Exercise task
Please extract every line of the data below and reproduce each one verbatim, in the same order.

Recorded data

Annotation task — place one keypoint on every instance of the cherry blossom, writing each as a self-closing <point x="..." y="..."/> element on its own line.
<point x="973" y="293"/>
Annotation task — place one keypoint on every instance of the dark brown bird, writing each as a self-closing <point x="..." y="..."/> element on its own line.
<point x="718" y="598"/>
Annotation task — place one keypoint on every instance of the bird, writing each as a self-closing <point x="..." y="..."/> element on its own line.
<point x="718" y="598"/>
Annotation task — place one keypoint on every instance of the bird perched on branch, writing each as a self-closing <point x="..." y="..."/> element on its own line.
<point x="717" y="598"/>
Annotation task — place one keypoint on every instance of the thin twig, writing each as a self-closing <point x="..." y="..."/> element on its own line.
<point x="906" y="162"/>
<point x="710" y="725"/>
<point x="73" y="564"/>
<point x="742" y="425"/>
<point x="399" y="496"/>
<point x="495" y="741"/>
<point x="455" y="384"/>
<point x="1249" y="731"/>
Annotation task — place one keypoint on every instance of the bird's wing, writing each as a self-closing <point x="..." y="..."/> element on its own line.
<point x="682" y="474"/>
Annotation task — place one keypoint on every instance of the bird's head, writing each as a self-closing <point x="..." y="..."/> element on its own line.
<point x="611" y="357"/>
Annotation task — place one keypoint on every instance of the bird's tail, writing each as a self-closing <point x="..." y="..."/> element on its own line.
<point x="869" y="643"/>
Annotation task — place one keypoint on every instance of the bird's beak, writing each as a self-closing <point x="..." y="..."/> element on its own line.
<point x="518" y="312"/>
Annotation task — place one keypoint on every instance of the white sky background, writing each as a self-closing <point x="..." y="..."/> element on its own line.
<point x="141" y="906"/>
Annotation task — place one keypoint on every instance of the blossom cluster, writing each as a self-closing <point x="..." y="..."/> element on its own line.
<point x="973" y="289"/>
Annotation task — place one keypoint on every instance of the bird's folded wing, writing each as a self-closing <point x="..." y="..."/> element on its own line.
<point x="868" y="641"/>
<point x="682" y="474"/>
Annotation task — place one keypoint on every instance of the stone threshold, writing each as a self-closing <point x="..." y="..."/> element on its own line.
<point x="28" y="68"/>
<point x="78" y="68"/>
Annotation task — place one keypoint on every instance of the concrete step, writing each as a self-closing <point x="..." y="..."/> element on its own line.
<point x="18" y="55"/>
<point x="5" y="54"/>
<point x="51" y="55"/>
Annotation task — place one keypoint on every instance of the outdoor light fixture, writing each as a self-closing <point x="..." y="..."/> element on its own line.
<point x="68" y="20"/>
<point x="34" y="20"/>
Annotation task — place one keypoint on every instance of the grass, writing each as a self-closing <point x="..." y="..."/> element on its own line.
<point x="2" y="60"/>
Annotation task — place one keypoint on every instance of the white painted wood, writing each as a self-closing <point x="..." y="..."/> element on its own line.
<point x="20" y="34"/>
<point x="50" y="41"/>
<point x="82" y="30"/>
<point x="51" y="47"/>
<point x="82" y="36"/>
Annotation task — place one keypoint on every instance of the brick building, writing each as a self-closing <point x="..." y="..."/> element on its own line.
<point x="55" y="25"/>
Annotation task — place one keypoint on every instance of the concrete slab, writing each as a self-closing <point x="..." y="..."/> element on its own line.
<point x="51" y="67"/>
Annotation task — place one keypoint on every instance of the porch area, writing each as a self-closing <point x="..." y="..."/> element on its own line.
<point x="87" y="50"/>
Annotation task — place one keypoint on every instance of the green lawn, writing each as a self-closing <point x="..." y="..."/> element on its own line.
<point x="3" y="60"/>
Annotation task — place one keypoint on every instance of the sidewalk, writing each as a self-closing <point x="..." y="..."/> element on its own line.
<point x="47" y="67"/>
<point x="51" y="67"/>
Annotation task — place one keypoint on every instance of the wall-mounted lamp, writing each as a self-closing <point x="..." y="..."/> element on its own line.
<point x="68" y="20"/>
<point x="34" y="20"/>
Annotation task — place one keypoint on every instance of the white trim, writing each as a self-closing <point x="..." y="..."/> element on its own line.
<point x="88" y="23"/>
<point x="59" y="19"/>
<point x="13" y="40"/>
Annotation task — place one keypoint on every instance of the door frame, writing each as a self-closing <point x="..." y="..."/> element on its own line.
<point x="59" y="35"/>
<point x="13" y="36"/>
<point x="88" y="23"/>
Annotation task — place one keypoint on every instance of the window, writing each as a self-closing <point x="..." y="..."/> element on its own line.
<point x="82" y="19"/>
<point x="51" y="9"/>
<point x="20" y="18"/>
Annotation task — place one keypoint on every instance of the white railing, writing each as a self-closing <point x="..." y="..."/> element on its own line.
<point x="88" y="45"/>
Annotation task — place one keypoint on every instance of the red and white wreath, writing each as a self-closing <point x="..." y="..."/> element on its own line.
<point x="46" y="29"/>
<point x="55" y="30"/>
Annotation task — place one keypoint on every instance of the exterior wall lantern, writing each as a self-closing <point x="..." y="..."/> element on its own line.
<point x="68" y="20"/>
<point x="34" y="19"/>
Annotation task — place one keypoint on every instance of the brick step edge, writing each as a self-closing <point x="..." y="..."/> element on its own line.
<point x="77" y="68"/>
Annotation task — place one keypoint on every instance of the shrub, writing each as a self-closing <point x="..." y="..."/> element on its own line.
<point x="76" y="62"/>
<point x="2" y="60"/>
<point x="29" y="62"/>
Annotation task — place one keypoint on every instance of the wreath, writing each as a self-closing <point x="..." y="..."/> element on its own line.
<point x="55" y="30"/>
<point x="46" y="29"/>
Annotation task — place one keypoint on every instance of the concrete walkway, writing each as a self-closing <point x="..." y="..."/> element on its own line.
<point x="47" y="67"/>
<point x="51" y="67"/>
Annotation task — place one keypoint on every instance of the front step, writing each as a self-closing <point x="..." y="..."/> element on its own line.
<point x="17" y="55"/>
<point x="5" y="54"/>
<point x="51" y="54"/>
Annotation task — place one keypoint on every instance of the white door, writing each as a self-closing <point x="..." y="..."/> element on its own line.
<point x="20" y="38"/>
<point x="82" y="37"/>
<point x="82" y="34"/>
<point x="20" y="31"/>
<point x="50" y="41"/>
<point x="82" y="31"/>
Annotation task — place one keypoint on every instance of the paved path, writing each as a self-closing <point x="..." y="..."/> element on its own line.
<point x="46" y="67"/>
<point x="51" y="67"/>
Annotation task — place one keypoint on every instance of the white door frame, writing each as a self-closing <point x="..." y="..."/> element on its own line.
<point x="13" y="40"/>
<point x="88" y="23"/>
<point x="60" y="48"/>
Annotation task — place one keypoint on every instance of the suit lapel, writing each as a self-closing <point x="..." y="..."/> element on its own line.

Complete answer
Annotation task — place one keypoint on every instance of the cherry blossom, writing each as a self-closing <point x="..." y="..."/> element on its own line.
<point x="973" y="293"/>
Annotation task — place one keypoint on every instance of the dark brown bird, writing each as a self-closing <point x="..." y="..."/> element on its own line.
<point x="718" y="598"/>
Annotation task — place one keypoint on every instance of the bird, writing each as a self-closing <point x="..." y="..."/> element on its own line.
<point x="718" y="598"/>
Annotation task — place one keypoint on every instance of the bird perched on branch, writing each as a self-closing <point x="..." y="..."/> element on its own line.
<point x="717" y="598"/>
Annotation task — place one keypoint on every instance of the thin twig, writing each as a self-closing <point x="..." y="..."/> element on its own line.
<point x="906" y="162"/>
<point x="710" y="725"/>
<point x="73" y="564"/>
<point x="742" y="425"/>
<point x="399" y="496"/>
<point x="495" y="741"/>
<point x="455" y="384"/>
<point x="1249" y="731"/>
Annotation task — place one keypoint on every instance of the bird's wing, writing each as a self-closing <point x="..." y="..."/> element on its own line.
<point x="682" y="474"/>
Annotation task — place one keypoint on every instance of the bird's head, writing each as a self-closing <point x="..." y="..."/> element on its own line.
<point x="611" y="357"/>
Annotation task — place one keypoint on every instance of the bird's tail, writing each as a self-closing <point x="..." y="..."/> element on its own line.
<point x="869" y="643"/>
Annotation task — place one keypoint on every instance of the bird's beak, writing each as a self-closing <point x="..." y="..."/> element on its own line.
<point x="518" y="312"/>
Annotation task — place one keypoint on every instance of the white sky background, writing each as a self-closing <point x="..." y="..."/> element on its own line.
<point x="141" y="906"/>
Annotation task — place one keypoint on every instance of the blossom cluster, writing each as a self-closing <point x="..." y="..."/> element on its own line.
<point x="973" y="289"/>
Annotation task — place one keypoint on every instance of the bird's folded wing, writing each as a self-closing <point x="..." y="..."/> element on its own line.
<point x="868" y="641"/>
<point x="682" y="474"/>
Annotation task — place one keypoint on every instance of the stone threshold, writing each as a self-closing <point x="..." y="..."/> element on its own line.
<point x="28" y="68"/>
<point x="78" y="68"/>
Annotation task — place one keypoint on every instance of the concrete step, writing each as a self-closing <point x="..." y="..."/> element on its own line.
<point x="18" y="55"/>
<point x="5" y="54"/>
<point x="51" y="55"/>
Annotation task — place one keypoint on every instance of the outdoor light fixture, writing each as a self-closing <point x="..." y="..."/> element on its own line.
<point x="68" y="20"/>
<point x="34" y="20"/>
Annotation task — place one keypoint on every instance of the grass, writing each as a self-closing <point x="..." y="..."/> element on its own line.
<point x="2" y="60"/>
Annotation task — place one keypoint on every instance of the white painted wood, writing each as a self-closing <point x="..." y="..."/> element on its own line.
<point x="20" y="34"/>
<point x="50" y="41"/>
<point x="82" y="30"/>
<point x="51" y="47"/>
<point x="82" y="36"/>
Annotation task — place one keypoint on every instance of the brick building, writing each as a self-closing <point x="..." y="..."/> element on its own line.
<point x="55" y="25"/>
Annotation task — place one keypoint on every instance of the concrete slab, writing each as a self-closing <point x="..." y="..."/> element on its own line.
<point x="51" y="67"/>
Annotation task — place one keypoint on every instance of the porch area, writing each as a self-closing <point x="..." y="..."/> element on its own line.
<point x="87" y="50"/>
Annotation task — place one keypoint on every instance of the green lawn, writing each as a self-closing <point x="..." y="..."/> element on its own line.
<point x="3" y="60"/>
Annotation task — place one keypoint on every instance of the sidewalk, writing each as a self-closing <point x="..." y="..."/> element on its own line.
<point x="47" y="67"/>
<point x="51" y="67"/>
Annotation task — place one keypoint on every instance of the wall-mounted lamp, writing each as a self-closing <point x="..." y="..."/> element on its own line.
<point x="68" y="20"/>
<point x="34" y="20"/>
Annotation task — place one keypoint on every instance of the white trim, writing each as a self-closing <point x="..." y="..."/> element on its own line.
<point x="88" y="23"/>
<point x="59" y="19"/>
<point x="13" y="40"/>
Annotation task — place one keypoint on every instance of the door frame, writing each as a self-closing <point x="..." y="..."/> element on its own line.
<point x="59" y="35"/>
<point x="13" y="36"/>
<point x="88" y="23"/>
Annotation task — place one keypoint on every instance of the window, writing each as a self-closing <point x="..." y="..."/> element on its own line.
<point x="82" y="19"/>
<point x="51" y="9"/>
<point x="20" y="18"/>
Annotation task — place one keypoint on every instance of the white railing, writing each as a self-closing <point x="..." y="..."/> element on its own line.
<point x="88" y="45"/>
Annotation task — place one keypoint on every instance of the red and white wreath, writing each as a self-closing <point x="..." y="..."/> element on its own line.
<point x="46" y="29"/>
<point x="55" y="30"/>
Annotation task — place one keypoint on every instance of the exterior wall lantern, writing each as a self-closing <point x="..." y="..."/> element on its own line.
<point x="68" y="20"/>
<point x="34" y="19"/>
Annotation task — place one keypoint on every instance of the brick step edge, writing each as a self-closing <point x="..." y="..."/> element on its own line.
<point x="77" y="68"/>
Annotation task — place one keypoint on every instance of the shrub, writing each as a self-closing <point x="..." y="..."/> element on its own line.
<point x="76" y="62"/>
<point x="2" y="60"/>
<point x="29" y="62"/>
Annotation task — place one keypoint on every instance of the wreath, writing each as a self-closing <point x="..." y="..."/> element on its own line.
<point x="55" y="30"/>
<point x="46" y="29"/>
Annotation task — place one keypoint on every instance of the concrete walkway, writing each as a self-closing <point x="..." y="..."/> element on its own line.
<point x="47" y="67"/>
<point x="51" y="67"/>
Annotation task — place one keypoint on every instance of the front step, writing each as a self-closing <point x="..." y="..."/> element on its own line.
<point x="17" y="55"/>
<point x="5" y="54"/>
<point x="51" y="54"/>
Annotation task — place one keypoint on every instance of the white door, writing each as a self-closing <point x="..." y="..."/> element on its own line.
<point x="20" y="38"/>
<point x="82" y="37"/>
<point x="82" y="34"/>
<point x="20" y="31"/>
<point x="50" y="41"/>
<point x="82" y="31"/>
Annotation task — place one keypoint on every instance of the paved path, writing each as a self-closing <point x="..." y="..."/> element on its own line.
<point x="46" y="67"/>
<point x="51" y="67"/>
Annotation task — place one keypoint on every instance of the white door frame, writing each as a self-closing <point x="..." y="..."/> element on its own line.
<point x="13" y="40"/>
<point x="88" y="23"/>
<point x="60" y="48"/>
Annotation task — place one keypoint on every instance of the suit lapel, writing each as a self-closing <point x="..." y="..."/> element on its own line.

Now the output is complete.